AIM OF THE TASK
Convert the records from the line with "For every instance of the rocky" through the end of the records into a two-column CSV with the headers "entry" and "answer", one row per record. Put each value in a single quoted field and replace any line breaks with spaces.

Collection entries:

---+---

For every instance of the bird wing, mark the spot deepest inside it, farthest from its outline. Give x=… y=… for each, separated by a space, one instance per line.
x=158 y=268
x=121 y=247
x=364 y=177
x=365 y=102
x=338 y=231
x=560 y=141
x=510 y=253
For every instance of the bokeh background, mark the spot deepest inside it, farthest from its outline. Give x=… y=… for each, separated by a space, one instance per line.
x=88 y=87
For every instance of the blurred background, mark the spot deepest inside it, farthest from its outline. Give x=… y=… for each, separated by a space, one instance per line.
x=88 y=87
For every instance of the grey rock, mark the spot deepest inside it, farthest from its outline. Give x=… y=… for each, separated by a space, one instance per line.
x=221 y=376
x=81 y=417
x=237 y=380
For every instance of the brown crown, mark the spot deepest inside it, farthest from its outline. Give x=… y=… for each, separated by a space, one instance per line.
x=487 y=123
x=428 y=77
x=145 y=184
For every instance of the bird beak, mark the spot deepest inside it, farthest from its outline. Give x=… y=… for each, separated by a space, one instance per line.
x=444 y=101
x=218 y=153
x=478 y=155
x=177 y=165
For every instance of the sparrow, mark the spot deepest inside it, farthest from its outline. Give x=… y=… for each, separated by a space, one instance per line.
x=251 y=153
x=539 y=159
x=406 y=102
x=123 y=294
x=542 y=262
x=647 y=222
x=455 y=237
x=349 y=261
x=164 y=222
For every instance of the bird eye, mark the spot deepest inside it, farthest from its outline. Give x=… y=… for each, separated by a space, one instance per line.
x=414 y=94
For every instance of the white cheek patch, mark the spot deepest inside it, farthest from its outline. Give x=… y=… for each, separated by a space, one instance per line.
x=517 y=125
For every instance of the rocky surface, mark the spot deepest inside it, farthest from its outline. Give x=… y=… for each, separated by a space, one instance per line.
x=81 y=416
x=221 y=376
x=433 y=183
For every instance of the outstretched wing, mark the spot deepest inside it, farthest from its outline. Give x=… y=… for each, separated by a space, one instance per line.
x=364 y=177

---+---

WRITTEN SOLUTION
entry,answer
"For every instance of the rocky surface, mark the spot deepest inside it, farthest from its outline. Give x=… y=… for each, separated by a space, one instance per line.","x=81 y=416 x=221 y=376 x=433 y=183"
"For every instance of the outstretched wing, mark the spot deepest inside it, farthest from its outline. Give x=… y=… for each, separated by a space, one instance per line.","x=364 y=177"